What to produce
Copy out the data exactly, leaving the pictures behind.

━━━ Data shown ━━━

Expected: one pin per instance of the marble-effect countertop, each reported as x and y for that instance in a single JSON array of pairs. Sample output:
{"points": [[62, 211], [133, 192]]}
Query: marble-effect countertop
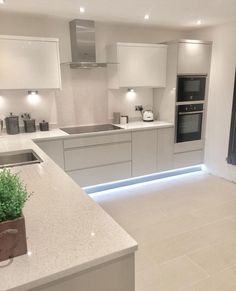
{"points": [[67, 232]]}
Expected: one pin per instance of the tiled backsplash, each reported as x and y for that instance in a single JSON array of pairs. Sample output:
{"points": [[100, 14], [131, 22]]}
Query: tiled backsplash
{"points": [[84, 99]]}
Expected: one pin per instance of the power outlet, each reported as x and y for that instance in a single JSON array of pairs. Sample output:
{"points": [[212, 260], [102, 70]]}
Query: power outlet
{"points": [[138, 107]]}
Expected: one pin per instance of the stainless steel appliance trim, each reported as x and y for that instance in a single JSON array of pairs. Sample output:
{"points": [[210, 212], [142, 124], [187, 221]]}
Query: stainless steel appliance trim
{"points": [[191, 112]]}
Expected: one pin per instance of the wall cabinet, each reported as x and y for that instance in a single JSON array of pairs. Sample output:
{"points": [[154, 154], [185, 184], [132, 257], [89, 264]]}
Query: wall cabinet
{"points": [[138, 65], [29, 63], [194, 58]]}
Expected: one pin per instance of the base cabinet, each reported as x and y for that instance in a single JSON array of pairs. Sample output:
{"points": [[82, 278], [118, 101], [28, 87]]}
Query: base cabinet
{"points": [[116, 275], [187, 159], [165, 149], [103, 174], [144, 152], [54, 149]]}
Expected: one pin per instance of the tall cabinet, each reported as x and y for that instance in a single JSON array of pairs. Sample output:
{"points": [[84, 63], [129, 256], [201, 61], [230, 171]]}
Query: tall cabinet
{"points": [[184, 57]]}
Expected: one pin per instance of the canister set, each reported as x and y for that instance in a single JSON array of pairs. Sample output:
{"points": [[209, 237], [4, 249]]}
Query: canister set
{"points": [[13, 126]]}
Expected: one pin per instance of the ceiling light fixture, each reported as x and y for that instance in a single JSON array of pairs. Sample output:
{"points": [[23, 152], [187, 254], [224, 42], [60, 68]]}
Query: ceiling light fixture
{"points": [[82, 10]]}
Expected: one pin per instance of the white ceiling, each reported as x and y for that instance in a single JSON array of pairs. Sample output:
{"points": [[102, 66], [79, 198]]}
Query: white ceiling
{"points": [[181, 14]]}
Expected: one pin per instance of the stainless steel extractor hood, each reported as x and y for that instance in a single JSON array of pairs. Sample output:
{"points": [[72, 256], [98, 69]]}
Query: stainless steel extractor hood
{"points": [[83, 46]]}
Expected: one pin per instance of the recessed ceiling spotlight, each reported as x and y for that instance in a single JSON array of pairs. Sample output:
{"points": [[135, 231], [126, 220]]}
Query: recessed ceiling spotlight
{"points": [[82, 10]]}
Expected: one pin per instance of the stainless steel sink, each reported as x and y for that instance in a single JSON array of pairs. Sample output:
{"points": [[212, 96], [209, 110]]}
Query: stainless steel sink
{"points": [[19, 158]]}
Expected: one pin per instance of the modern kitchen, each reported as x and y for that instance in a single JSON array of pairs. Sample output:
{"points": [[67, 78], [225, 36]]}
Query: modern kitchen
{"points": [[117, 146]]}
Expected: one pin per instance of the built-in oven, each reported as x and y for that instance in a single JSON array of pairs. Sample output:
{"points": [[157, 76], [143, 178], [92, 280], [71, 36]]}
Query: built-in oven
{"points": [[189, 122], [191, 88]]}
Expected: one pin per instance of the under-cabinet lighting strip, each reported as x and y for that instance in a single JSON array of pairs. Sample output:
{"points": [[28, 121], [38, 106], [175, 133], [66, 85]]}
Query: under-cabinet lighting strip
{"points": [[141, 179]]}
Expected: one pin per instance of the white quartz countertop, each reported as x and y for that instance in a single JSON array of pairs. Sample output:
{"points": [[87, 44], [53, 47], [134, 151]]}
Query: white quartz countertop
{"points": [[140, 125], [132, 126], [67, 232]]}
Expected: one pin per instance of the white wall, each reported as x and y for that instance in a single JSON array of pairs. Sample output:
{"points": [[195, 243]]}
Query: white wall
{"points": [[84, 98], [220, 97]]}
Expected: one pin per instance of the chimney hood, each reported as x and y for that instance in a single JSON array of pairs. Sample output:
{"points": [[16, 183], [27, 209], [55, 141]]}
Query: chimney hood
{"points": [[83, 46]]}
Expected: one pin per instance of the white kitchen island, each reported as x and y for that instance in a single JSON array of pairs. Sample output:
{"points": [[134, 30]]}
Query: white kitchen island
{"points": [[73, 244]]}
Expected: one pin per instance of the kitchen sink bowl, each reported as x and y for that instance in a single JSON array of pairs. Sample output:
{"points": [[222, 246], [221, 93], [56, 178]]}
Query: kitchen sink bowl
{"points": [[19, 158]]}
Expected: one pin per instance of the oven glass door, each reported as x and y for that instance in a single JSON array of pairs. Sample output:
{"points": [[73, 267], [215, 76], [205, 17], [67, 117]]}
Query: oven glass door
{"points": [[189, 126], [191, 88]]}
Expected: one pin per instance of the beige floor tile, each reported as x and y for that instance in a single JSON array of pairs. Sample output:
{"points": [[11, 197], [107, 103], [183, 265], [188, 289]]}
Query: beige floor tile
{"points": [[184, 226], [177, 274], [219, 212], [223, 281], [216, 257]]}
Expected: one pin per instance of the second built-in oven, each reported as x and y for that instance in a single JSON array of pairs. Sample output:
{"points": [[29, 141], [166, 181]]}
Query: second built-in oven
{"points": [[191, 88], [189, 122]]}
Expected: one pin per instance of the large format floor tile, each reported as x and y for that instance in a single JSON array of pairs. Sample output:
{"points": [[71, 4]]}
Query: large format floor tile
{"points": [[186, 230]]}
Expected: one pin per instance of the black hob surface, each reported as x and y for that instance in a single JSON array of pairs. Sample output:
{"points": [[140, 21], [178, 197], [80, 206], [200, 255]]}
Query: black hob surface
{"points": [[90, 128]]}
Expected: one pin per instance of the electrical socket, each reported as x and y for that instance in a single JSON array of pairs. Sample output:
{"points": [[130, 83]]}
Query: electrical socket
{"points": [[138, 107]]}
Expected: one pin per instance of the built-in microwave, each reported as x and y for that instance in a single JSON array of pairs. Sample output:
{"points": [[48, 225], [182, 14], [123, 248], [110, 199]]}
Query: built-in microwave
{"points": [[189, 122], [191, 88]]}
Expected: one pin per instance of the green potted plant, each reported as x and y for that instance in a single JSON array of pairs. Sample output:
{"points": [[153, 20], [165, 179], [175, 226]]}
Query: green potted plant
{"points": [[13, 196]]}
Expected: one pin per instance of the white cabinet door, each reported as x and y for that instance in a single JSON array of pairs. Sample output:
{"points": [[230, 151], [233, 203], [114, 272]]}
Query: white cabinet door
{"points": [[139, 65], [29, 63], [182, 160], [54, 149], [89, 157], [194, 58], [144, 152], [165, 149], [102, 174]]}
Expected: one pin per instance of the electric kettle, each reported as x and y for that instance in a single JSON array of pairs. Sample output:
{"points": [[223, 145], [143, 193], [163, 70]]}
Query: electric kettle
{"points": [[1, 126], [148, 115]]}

━━━

Solution to the problem
Expected: one pin per instance of the marble-effect countertop, each reported as x and y for that instance in a single JSON array of pairs. Sample output:
{"points": [[62, 211], [133, 192]]}
Query: marble-effect countertop
{"points": [[67, 232]]}
Expected: one pin per instance of the tiled backsplash, each reported as x and y for that instance in a single JSON array of pairs. Sample output:
{"points": [[100, 14], [131, 22]]}
Query: tiled backsplash
{"points": [[84, 99]]}
Expected: one pin per instance of the power outlet, each reported as x and y for that instance in a single JSON array of pairs. Sample output:
{"points": [[212, 260], [102, 70]]}
Query: power outlet
{"points": [[138, 107]]}
Expected: one pin per instance of the stainless steel appliance trim, each reported as x and y for that instance in a single JSON array of pairs. Sample output:
{"points": [[210, 212], [142, 124], [187, 221]]}
Query: stainless steel appliance trim
{"points": [[191, 112]]}
Expected: one pin per instance of the wall cabinet, each reported as x and y for that instance in a single JSON array of pairs. Sample output:
{"points": [[154, 154], [185, 184], [132, 257], [89, 264]]}
Query: wall cabinet
{"points": [[138, 65], [29, 63], [194, 58]]}
Expected: one pin per instance of the base cabinet, each reported as x and y for that instance in a single JSON array of pairs. Sample output:
{"points": [[82, 278], [118, 101], [28, 87]]}
Query: base cabinet
{"points": [[116, 275], [187, 159], [165, 149], [103, 174], [144, 152], [54, 149]]}
Expected: one pin per instance of the tall cabinet, each reported as x and y for that instance in a single JSON array of pairs. Sample output:
{"points": [[84, 63], [129, 256], [201, 61], [230, 171]]}
Query: tall cabinet
{"points": [[184, 57]]}
Expected: one pin per instance of the canister set, each reported as x and y for that instance in a single JSON array of pairs. Sample output:
{"points": [[209, 237], [4, 249]]}
Query: canister set
{"points": [[13, 126]]}
Expected: one pin per instance of the ceiling light fixture, each reported as x and y for that instance in a single JSON array of pairs. Sample output:
{"points": [[23, 152], [187, 254], [224, 42], [60, 68]]}
Query: ceiling light fixture
{"points": [[82, 10]]}
Expected: one pin per instance of the white ceiling, each reported as x and y for that instance in a single JSON array of pairs. Sample output:
{"points": [[102, 66], [79, 198]]}
Query: white ceiling
{"points": [[181, 14]]}
Expected: one pin per instance of the stainless steel extractor hood, each reported as x and y for that instance in a single JSON array of pairs. Sample output:
{"points": [[72, 256], [98, 69]]}
Query: stainless steel extractor hood
{"points": [[83, 46]]}
Expected: one pin per instance of the recessed ceiling spotlight, each reported as x and y for that instance in a single JSON array of pairs. Sample output:
{"points": [[135, 231], [126, 220]]}
Query: recessed ceiling spotlight
{"points": [[82, 10]]}
Expected: one pin per instance of the stainless steel sink, each reported as x and y for that instance in a single JSON array of pairs. Sample output:
{"points": [[212, 96], [209, 110]]}
Query: stainless steel sink
{"points": [[19, 158]]}
Expected: one pin per instance of the modern kitchen, each reported as x and y for that instance in a single JSON array of pairs. Sample output:
{"points": [[67, 78], [225, 36]]}
Query: modern kitchen
{"points": [[117, 146]]}
Expected: one pin per instance of the built-in oven, each reported as x and y for that instance in a single JSON array of pairs. Sample output:
{"points": [[157, 76], [143, 178], [92, 280], [71, 36]]}
Query: built-in oven
{"points": [[189, 122], [191, 88]]}
Expected: one pin per instance of the under-cabinet lighting strip, each reported as x and y for that instance in a single JSON array of pairs. Sample output:
{"points": [[28, 121], [38, 106], [175, 133], [66, 85]]}
Query: under-cabinet lighting strip
{"points": [[141, 179]]}
Expected: one pin per instance of the white quartz countertop, each reported as x and y for that instance in a single JSON array of pairs. Sample output:
{"points": [[87, 44], [53, 47], [134, 151]]}
Query: white quartz countertop
{"points": [[140, 125], [132, 126], [67, 232]]}
Expected: one pin per instance of the white wall, each reported as x and y for that instance in a single JSON array of pairs. Sample output:
{"points": [[195, 243]]}
Query: white wall
{"points": [[84, 98], [220, 97]]}
Expected: one pin per instance of the chimney hood, each reported as x and y for that instance in a single JSON array of pairs. Sample output:
{"points": [[16, 183], [27, 209], [55, 141]]}
Query: chimney hood
{"points": [[83, 46]]}
Expected: one pin per instance of the white kitchen island, each reported as x and y for that instance in a single JSON array of pairs. Sample output:
{"points": [[134, 30]]}
Query: white kitchen island
{"points": [[73, 244]]}
Expected: one pin per instance of the kitchen sink bowl, each reported as x and y for that instance in a single JSON array of pairs. Sample output:
{"points": [[222, 246], [221, 93], [56, 178]]}
Query: kitchen sink bowl
{"points": [[19, 158]]}
Expected: one pin per instance of the oven glass door, each reported as x and y for that instance in a single JSON array of pairs. Sample output:
{"points": [[73, 267], [215, 76], [205, 17], [67, 117]]}
Query: oven glass door
{"points": [[189, 126], [191, 88]]}
Expected: one pin per instance of the beige floor tile, each reported as x and y for that instance in a single JSON array of pairs. Sample output:
{"points": [[11, 197], [107, 103], [183, 265], [188, 289]]}
Query: beige floor tile
{"points": [[184, 226], [177, 274], [219, 212], [223, 281], [216, 257]]}
Expected: one pin per instance of the second built-in oven, each reported as x and y for that instance in a single JSON array of pairs. Sample output:
{"points": [[29, 141], [166, 181]]}
Query: second built-in oven
{"points": [[191, 88], [189, 122]]}
Expected: one pin per instance of the large format floor tile, each reported as x and y for that instance in a single JSON array of pairs. Sample output:
{"points": [[71, 4]]}
Query: large format floor tile
{"points": [[186, 230]]}
Expected: one pin per instance of the black hob surface, each reported as x and y for that instance in a single JSON array of pairs. Sample output:
{"points": [[140, 21], [178, 197], [80, 206], [200, 255]]}
Query: black hob surface
{"points": [[90, 128]]}
Expected: one pin per instance of the electrical socket, each reported as x and y for that instance in a single JSON array of pairs. Sample output:
{"points": [[130, 83]]}
Query: electrical socket
{"points": [[138, 107]]}
Expected: one pin per instance of the built-in microwave, each reported as x and y for that instance in a single JSON array of pairs. Sample output:
{"points": [[48, 225], [182, 14], [123, 248], [110, 199]]}
Query: built-in microwave
{"points": [[189, 122], [191, 88]]}
Expected: one pin per instance of the green potted plant, each reported as x and y for that instance in a single JSON array of pairs. Sample output:
{"points": [[153, 20], [165, 179], [175, 226]]}
Query: green potted plant
{"points": [[13, 196]]}
Expected: one pin per instance of the white cabinet door, each reported as x and y for that instance in a single JSON array of pairs. Sample output:
{"points": [[230, 151], [233, 203], [114, 272]]}
Query: white cabinet door
{"points": [[139, 65], [29, 63], [182, 160], [54, 149], [89, 157], [194, 58], [144, 152], [165, 149], [102, 174]]}
Expected: one pin per instance of the electric kettle, each reported as x and y for that instance in a single JSON array of pairs. Sample output:
{"points": [[223, 145], [143, 193], [163, 70]]}
Query: electric kettle
{"points": [[1, 126], [148, 115]]}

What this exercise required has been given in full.